What is required:
Identify every line of the records below that contains the string "street", and copy each of those lines.

━━━━━ Data rows

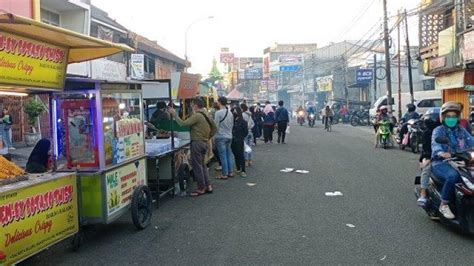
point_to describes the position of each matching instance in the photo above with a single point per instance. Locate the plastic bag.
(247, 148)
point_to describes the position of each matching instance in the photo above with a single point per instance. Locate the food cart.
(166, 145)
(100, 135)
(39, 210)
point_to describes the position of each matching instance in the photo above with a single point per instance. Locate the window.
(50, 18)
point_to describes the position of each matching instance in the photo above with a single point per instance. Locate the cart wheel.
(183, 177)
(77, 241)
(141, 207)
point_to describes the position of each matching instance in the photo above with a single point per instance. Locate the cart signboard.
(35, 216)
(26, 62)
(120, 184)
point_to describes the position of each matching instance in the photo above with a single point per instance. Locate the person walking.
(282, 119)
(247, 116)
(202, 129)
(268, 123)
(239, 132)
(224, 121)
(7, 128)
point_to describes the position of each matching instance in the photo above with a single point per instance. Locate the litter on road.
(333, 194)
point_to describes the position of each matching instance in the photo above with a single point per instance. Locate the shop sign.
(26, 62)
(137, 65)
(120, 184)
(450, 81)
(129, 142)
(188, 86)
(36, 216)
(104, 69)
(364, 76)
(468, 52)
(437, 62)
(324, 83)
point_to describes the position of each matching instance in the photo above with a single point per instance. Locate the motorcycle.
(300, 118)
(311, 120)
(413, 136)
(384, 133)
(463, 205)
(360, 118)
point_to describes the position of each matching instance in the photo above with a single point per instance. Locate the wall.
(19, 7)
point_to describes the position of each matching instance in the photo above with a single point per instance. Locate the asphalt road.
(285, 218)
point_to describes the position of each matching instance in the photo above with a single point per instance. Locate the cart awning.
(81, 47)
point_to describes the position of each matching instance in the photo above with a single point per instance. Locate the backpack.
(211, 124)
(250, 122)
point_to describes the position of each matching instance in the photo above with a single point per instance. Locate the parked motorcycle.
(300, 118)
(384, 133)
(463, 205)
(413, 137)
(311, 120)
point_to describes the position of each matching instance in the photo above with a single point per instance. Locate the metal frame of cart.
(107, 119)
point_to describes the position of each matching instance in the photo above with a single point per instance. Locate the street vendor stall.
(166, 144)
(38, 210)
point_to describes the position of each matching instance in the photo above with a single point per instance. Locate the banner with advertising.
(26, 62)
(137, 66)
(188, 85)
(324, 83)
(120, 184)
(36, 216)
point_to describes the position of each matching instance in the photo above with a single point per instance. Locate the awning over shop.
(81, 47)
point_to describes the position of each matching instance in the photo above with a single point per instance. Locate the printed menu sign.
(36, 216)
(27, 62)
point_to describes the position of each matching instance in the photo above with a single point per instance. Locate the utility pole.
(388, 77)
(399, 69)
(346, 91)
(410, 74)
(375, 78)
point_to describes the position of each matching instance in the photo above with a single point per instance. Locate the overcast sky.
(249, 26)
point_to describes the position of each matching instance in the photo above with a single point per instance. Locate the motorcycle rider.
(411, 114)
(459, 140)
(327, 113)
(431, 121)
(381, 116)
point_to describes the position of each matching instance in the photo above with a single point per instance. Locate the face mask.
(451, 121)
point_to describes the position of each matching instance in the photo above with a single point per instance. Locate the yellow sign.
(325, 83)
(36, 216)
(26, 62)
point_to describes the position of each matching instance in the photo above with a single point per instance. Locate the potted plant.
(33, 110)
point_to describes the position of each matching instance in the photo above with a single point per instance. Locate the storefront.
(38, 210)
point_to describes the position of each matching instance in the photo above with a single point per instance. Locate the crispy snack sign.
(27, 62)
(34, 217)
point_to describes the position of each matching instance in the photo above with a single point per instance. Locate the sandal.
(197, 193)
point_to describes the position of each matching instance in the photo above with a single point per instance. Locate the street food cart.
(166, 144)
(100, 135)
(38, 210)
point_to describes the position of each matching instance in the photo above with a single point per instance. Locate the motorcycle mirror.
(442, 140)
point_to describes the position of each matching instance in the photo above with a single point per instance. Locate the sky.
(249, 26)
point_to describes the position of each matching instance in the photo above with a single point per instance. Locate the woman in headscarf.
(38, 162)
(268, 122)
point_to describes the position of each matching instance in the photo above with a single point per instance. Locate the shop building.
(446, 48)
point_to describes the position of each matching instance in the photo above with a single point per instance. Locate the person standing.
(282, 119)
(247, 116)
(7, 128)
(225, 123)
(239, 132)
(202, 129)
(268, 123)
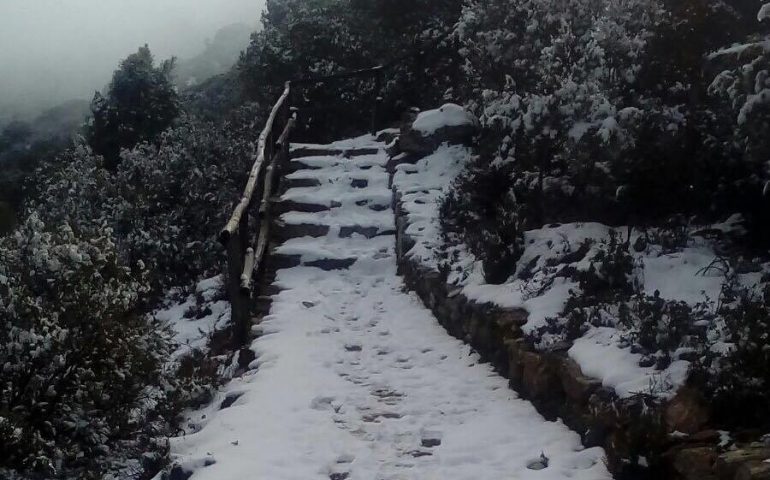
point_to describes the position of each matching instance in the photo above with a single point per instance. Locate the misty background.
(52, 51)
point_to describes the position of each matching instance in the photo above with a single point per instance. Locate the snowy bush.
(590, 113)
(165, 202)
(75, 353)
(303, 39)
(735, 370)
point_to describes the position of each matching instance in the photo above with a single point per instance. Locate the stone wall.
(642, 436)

━━━━━━━━━━
━━━━━ Data rows

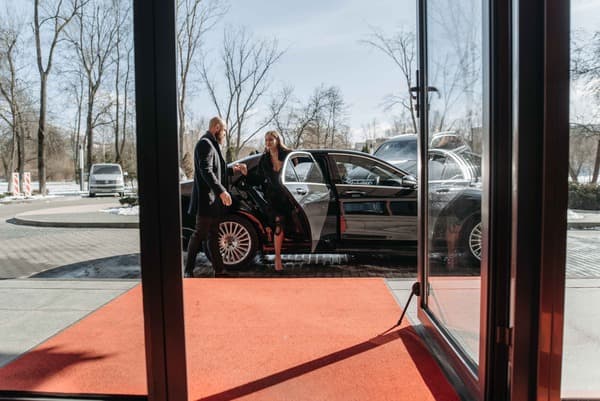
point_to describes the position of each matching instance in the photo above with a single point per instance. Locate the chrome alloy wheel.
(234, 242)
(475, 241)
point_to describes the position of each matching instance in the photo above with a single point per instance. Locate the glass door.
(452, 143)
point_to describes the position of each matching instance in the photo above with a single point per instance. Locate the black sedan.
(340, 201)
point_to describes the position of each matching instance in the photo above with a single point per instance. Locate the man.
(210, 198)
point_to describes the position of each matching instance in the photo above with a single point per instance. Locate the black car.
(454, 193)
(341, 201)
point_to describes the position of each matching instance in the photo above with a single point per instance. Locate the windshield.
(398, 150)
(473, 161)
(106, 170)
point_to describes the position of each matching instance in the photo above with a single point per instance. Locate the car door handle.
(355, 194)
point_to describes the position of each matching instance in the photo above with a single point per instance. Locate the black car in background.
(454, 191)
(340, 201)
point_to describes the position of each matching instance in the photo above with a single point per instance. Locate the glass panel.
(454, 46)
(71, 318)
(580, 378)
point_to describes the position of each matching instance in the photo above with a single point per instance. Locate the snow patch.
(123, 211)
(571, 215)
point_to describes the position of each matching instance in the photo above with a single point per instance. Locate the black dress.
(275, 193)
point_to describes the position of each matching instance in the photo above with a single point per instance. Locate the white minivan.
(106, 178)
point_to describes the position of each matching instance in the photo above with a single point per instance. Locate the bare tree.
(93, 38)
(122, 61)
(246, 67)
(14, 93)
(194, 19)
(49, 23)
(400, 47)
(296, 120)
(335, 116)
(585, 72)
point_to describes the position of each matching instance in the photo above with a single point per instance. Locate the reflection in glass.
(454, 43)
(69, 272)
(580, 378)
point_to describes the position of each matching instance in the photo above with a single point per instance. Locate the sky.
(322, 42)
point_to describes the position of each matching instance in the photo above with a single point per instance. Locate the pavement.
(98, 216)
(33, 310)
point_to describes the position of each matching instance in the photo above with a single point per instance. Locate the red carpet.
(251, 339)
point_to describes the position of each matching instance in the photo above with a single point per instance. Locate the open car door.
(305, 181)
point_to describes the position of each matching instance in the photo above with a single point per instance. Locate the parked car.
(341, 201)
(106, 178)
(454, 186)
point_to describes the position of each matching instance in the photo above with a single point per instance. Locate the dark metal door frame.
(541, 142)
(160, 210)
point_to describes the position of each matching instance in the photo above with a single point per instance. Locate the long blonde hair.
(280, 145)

━━━━━━━━━━

Result:
point_to describes the position of each matching instance in the photo above with a single point per instance. Locate the street vendor stall.
point_to describes the position of each matching instance in the photo above with a single point per instance. Locate the street food cart.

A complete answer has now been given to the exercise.